◆ Request:
Exactly reproduce each record listed below.

◆ Recorded data:
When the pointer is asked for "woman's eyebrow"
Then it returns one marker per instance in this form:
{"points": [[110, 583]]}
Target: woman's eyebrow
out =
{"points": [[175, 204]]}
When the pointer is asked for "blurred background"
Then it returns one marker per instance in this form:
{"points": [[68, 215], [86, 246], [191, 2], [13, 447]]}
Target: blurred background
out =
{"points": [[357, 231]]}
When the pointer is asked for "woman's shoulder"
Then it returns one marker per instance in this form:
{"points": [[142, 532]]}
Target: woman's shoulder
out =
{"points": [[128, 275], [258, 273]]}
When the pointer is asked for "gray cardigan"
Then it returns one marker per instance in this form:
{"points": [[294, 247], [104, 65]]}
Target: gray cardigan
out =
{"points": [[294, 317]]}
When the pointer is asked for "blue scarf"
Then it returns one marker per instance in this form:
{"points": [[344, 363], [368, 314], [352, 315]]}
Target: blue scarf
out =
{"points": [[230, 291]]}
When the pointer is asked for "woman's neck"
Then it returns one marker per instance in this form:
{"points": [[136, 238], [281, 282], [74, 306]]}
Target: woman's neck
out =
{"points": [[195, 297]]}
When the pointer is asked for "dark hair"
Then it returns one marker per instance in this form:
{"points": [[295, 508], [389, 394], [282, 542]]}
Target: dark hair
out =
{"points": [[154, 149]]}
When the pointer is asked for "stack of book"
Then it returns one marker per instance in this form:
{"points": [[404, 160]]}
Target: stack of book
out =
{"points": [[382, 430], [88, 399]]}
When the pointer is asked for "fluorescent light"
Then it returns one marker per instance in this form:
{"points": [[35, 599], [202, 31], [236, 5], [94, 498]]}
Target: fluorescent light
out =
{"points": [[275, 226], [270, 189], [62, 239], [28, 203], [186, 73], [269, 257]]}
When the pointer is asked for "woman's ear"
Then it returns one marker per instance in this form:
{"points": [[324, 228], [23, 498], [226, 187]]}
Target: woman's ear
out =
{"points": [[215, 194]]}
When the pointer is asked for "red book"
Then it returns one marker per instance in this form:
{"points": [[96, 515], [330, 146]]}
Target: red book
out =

◆ Task result:
When the pointer is asked for "woman's eyebrow"
Then it returns one marker per instance in this form:
{"points": [[110, 583]]}
Target: woman's eyebrow
out =
{"points": [[175, 204]]}
When the pointer is asked for "blurred background"
Then it returns one marker per instance in this form:
{"points": [[68, 215], [86, 246], [191, 2], [13, 447]]}
Target: blurred background
out =
{"points": [[357, 231]]}
When the pointer is asked for "woman's shoulder"
Then it returns one marker per instance in this form:
{"points": [[142, 532]]}
Target: woman's shoulder
out =
{"points": [[128, 275], [258, 273]]}
When the pointer is asked for "gray cardigan"
Then it returns one marker per instance in this form:
{"points": [[294, 247], [104, 65]]}
Target: gray cardigan
out =
{"points": [[294, 317]]}
When the pointer is asked for "blue scarf"
Then it returns one marker per instance in this form:
{"points": [[344, 363], [368, 314], [352, 315]]}
Target: blue scarf
out =
{"points": [[230, 291]]}
When the pointer is asked for "woman's neck"
Then it returns one marker per instance in this form:
{"points": [[136, 238], [281, 282], [74, 306]]}
Target: woman's neck
out =
{"points": [[195, 297]]}
When the pointer is asked for "dark hair"
Then it returns one marker per instance in this form:
{"points": [[295, 508], [389, 394], [282, 542]]}
Target: dark hair
out =
{"points": [[154, 149]]}
When the pointer is asked for "stack of book"
Then it returns one marker per instance in this form:
{"points": [[404, 160]]}
Target: stack of book
out =
{"points": [[382, 430], [88, 399]]}
When the pointer is asked for "fluorescent light"
Then it returns one marker per instance in this form:
{"points": [[35, 599], [202, 31], [236, 5], [94, 498]]}
Target: fluorescent light
out =
{"points": [[275, 226], [270, 189], [62, 239], [28, 203], [186, 73], [269, 257]]}
When the pointer is asked for "woman's ear"
Then it returns one marker per instance in this form:
{"points": [[324, 228], [23, 498], [226, 187]]}
Target: woman's ear
out =
{"points": [[215, 194]]}
When the pointer is asked for "red book"
Then it returns one marker per instance in this form:
{"points": [[96, 515], [330, 146]]}
Target: red book
out =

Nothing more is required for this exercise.